• [Required action 1]
Please list every date the article on dog meat in South Korea gives for this year's dog meat days.
• [Required action 2]
Continue the article on dog meat in South Korea from its last sentence.

• [Document excerpt]
============================================================

Although less common today, dog meat consumption is still a serious issue in South Korea. Animal activists continue to fight against it and recently, one group managed to save over 100 dogs from being slaughtered.
Animal activist group Humane Society International (HSI) rescued the animals from dog meat farms around the country as part of its initiative to close facilities that breed dogs for human consumption. The organisation estimates that about 2 million dogs are reared in thousands of dog farms in South Korea every year.
Eating dog meat is not explicitly banned in South Korea. Koreans from older generations believe that eating dog meat can enhance one’s sexual stamina. Some also eat them on "dog meat days," three days during the summer that Koreans believe are the hottest of the year. Some believe that eating dog meat helps them survive the heat. Animal rights activists in South Korea typically hold protests against dog meat consumption on dog meat days, which fall on July 16, July 26, and August 15 this year.
According to HSI, 60 of the over 100 dogs they rescued in the past few months all came from a single dog meat farm. At these farms, dogs are placed in small cages, live surrounded by animal waste and garbage, and rarely undergo health checks.
"Most dogs live their entire lives in barren wire cages without adequate shelter or veterinary care until they are slaughtered, usually by electrocution or hanging," the HSI said in a statement.
The group has freed more than 2,000 dogs and closed 16 dog farms since 2015, local news media reported. Apart from destroying dog cages, farmers also sign a 20-year contract promising not to breed dogs or other animals. To help keep these farms closed, HSI provides dog meat farmers with alternative sources of income.

============================================================

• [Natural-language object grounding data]
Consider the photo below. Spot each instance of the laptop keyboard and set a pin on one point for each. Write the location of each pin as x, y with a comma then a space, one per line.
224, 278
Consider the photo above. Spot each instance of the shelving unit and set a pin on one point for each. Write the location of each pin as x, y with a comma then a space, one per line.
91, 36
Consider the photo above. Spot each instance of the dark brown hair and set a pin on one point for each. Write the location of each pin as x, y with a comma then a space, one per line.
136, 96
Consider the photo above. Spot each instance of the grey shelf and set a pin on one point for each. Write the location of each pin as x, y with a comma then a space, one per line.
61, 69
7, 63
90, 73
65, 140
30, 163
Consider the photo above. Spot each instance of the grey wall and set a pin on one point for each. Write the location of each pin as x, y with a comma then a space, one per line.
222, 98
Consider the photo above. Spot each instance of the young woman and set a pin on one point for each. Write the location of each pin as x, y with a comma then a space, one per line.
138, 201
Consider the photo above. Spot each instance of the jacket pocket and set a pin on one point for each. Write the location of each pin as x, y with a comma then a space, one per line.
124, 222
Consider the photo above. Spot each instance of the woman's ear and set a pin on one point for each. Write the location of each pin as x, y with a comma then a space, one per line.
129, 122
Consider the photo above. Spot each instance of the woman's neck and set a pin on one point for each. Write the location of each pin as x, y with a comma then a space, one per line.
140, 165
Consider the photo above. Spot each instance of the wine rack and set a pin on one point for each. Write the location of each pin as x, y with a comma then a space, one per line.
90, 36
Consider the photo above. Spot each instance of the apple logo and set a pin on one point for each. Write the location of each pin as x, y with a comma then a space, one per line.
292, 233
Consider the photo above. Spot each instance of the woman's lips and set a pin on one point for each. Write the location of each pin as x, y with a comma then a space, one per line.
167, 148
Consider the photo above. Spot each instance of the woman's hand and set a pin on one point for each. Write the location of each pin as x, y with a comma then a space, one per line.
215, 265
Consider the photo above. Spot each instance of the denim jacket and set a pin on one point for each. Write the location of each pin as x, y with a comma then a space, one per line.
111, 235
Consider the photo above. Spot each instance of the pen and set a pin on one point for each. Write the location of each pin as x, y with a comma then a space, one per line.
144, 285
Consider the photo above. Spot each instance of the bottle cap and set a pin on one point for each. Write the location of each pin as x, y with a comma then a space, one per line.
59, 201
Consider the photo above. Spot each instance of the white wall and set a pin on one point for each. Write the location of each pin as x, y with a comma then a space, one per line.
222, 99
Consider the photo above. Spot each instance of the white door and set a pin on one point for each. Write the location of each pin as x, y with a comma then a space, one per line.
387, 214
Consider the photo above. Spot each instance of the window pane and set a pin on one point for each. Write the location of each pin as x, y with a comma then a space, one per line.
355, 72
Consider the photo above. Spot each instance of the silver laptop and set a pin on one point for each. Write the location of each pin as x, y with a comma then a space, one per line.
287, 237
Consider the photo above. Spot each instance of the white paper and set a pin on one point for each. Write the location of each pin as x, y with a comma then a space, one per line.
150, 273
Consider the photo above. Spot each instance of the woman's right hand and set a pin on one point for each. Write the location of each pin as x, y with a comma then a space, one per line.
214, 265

============================================================

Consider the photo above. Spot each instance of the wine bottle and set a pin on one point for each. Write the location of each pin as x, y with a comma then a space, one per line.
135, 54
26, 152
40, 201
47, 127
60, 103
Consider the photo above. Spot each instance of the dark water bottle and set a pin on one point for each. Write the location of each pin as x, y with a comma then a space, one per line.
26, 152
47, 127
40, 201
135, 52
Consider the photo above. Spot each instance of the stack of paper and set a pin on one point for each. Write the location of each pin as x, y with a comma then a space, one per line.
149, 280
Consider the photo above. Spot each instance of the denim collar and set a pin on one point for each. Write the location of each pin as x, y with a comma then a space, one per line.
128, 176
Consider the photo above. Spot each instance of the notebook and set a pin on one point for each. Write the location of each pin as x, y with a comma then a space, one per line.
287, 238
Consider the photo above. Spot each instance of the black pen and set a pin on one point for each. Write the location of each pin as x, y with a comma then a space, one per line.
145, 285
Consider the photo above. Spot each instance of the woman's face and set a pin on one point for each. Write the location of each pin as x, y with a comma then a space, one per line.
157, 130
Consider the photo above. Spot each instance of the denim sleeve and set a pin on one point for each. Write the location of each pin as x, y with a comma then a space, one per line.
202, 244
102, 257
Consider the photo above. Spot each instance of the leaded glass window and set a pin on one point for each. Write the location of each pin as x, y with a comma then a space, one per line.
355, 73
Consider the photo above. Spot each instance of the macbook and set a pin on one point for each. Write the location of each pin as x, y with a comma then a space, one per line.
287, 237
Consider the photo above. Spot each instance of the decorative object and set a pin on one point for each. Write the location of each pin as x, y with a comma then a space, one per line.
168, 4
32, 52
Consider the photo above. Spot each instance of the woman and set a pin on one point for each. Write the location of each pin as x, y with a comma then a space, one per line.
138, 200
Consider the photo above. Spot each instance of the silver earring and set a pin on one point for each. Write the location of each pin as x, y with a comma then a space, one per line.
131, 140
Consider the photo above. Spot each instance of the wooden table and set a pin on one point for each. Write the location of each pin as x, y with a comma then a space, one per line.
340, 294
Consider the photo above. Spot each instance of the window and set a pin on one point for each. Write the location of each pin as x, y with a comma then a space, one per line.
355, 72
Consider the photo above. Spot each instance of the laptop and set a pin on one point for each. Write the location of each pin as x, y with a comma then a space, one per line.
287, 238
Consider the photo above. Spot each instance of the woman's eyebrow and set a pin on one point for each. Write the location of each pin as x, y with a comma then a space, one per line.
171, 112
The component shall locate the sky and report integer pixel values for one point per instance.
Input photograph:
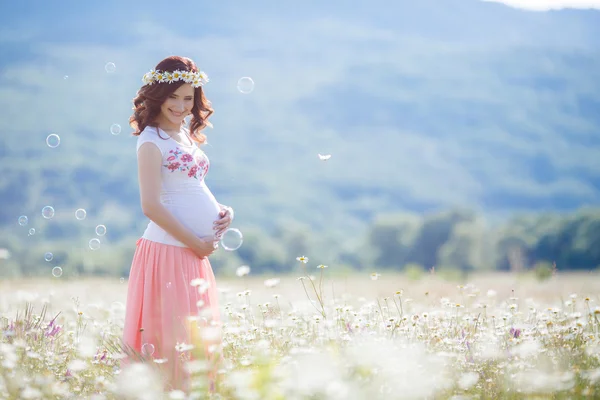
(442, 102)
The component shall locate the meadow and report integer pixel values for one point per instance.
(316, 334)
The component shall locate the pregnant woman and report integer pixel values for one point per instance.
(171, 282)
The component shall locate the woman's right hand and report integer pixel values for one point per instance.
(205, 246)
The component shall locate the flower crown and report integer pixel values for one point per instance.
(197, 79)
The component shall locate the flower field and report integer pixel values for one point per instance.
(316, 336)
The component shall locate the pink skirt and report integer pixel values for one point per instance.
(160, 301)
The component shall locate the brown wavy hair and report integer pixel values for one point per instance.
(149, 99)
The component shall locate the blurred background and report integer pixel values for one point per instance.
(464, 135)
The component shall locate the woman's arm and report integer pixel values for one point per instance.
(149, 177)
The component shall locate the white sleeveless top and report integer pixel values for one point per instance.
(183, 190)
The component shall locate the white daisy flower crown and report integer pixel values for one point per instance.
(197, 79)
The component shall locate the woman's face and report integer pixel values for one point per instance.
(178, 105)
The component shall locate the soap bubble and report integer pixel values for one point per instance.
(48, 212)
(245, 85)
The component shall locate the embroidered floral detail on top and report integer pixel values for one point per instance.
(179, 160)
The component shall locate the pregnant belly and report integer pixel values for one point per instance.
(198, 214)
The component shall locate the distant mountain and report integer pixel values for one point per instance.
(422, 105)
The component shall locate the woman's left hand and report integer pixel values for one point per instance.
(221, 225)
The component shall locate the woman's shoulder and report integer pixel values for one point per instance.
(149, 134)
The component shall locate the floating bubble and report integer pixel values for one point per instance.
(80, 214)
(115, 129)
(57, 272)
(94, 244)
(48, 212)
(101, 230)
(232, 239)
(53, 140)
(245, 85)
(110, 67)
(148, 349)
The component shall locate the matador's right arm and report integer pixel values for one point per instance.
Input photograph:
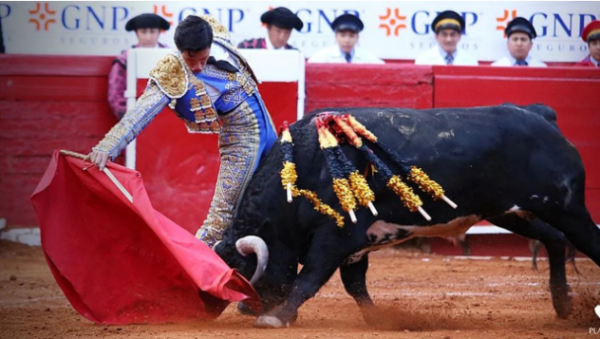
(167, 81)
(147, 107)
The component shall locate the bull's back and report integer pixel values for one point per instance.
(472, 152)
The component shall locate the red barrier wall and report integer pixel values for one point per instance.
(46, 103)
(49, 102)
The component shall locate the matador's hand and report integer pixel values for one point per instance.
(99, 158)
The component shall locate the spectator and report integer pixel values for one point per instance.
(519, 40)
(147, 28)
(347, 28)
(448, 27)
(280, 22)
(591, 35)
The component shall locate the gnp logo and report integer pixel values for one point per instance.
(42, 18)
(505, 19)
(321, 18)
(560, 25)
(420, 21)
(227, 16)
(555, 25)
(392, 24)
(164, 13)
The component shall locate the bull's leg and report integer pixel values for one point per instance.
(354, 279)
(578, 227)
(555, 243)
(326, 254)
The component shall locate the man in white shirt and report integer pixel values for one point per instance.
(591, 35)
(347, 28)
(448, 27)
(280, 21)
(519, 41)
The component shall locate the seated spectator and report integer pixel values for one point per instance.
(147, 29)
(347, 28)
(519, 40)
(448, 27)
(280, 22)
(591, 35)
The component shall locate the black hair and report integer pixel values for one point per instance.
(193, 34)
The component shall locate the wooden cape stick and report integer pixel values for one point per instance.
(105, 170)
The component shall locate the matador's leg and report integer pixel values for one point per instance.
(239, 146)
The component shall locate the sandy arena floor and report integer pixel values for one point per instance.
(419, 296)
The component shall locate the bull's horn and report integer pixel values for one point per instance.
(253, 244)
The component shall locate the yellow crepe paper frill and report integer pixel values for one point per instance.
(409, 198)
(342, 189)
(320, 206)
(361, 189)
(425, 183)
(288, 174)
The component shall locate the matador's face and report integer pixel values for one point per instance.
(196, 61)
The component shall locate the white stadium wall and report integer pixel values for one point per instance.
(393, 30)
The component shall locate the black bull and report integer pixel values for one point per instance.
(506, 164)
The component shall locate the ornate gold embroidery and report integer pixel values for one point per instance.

============================================================

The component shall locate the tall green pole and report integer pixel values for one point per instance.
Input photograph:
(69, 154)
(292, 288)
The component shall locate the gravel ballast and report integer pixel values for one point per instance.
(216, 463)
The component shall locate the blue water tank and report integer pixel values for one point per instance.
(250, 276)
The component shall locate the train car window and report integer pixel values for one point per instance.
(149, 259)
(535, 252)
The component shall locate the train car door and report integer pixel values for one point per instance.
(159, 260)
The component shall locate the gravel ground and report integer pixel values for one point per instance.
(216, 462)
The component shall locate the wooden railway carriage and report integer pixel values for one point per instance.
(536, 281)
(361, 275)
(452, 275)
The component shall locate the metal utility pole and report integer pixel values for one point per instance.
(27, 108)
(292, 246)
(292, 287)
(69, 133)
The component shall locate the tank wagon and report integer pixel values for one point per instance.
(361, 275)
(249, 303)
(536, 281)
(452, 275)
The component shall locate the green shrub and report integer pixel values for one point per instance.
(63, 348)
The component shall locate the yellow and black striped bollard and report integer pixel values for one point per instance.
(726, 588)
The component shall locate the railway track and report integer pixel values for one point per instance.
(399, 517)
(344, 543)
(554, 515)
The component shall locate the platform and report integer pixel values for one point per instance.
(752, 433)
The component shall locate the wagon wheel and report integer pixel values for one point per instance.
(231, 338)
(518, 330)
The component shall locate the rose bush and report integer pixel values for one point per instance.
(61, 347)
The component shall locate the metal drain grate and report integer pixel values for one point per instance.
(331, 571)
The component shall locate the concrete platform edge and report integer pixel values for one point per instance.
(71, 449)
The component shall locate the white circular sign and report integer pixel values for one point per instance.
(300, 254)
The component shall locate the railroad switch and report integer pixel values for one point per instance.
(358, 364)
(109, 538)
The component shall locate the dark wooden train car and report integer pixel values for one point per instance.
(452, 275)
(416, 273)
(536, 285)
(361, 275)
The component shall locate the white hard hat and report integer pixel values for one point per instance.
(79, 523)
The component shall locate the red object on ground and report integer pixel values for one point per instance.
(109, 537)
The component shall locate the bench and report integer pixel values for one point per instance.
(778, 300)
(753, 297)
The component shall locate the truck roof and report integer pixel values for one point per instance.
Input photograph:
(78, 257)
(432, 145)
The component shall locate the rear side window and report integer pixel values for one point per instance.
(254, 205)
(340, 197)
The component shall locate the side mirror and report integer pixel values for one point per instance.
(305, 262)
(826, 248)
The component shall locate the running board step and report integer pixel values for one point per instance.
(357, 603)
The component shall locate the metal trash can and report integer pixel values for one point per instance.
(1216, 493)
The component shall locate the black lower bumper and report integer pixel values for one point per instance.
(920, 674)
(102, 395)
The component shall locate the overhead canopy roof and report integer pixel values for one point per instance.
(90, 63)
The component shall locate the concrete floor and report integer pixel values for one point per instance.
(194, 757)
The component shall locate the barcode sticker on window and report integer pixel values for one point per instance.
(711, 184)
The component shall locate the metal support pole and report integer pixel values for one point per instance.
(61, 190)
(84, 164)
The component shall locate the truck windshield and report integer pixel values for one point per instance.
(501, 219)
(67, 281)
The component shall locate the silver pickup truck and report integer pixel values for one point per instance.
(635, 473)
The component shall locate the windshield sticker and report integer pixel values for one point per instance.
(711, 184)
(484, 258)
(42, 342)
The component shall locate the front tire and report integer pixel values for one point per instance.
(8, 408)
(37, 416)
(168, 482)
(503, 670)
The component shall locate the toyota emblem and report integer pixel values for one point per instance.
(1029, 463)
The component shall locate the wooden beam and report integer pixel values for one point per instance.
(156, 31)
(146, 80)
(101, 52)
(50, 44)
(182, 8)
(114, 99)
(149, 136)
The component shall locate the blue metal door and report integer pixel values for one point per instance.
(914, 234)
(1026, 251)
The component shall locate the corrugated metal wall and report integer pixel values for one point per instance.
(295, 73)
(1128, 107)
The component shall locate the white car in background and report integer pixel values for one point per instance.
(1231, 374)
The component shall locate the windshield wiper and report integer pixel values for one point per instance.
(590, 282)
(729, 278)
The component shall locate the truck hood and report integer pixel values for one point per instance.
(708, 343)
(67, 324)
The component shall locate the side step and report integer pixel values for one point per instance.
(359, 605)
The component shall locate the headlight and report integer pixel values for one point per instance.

============================================================

• [Task answer 1]
July 16, July 26, August 15

• [Task answer 2]
The over 100 dogs rescued this year left for the United States on July 16, where they will stay in animal shelters in Virginia, Pennsylvania, New Jersey, Maryland, and New York.
According to the list HIS provided, the dogs are now up for adoption at various animal welfare associations, including Angels of Assisi in Virginia and Animal Haven in New York. To adopt dogs, people need to contact the listed shelters directly to submit necessary documentation.
While pet ownership is increasing in South Korea, most people still prefer to buy their pets rather than adopt. Only 0.8 percent of pet owners adopted abandoned dogs in 2019, according to the Korean Ministry of Agriculture, Food and Rural Welfare.
There is also much left to do when it comes to animal rights in the country. According to the Korean Animal and Plant Quarantine Agency, animal testing increased by 10 percent from 2018 to 2019. These experiments are common in the pharmaceutical or chemical industries, and were found to inflict extreme pain on animals.
Earlier this month, lawmakers created a bill that aims to rescue pets from abusive owners. The government also created the Korean Center for the Validation of Alternative Methods (KoCVAM) in 2009, an agency that aims to reduce animal testing and find alternative testing methods.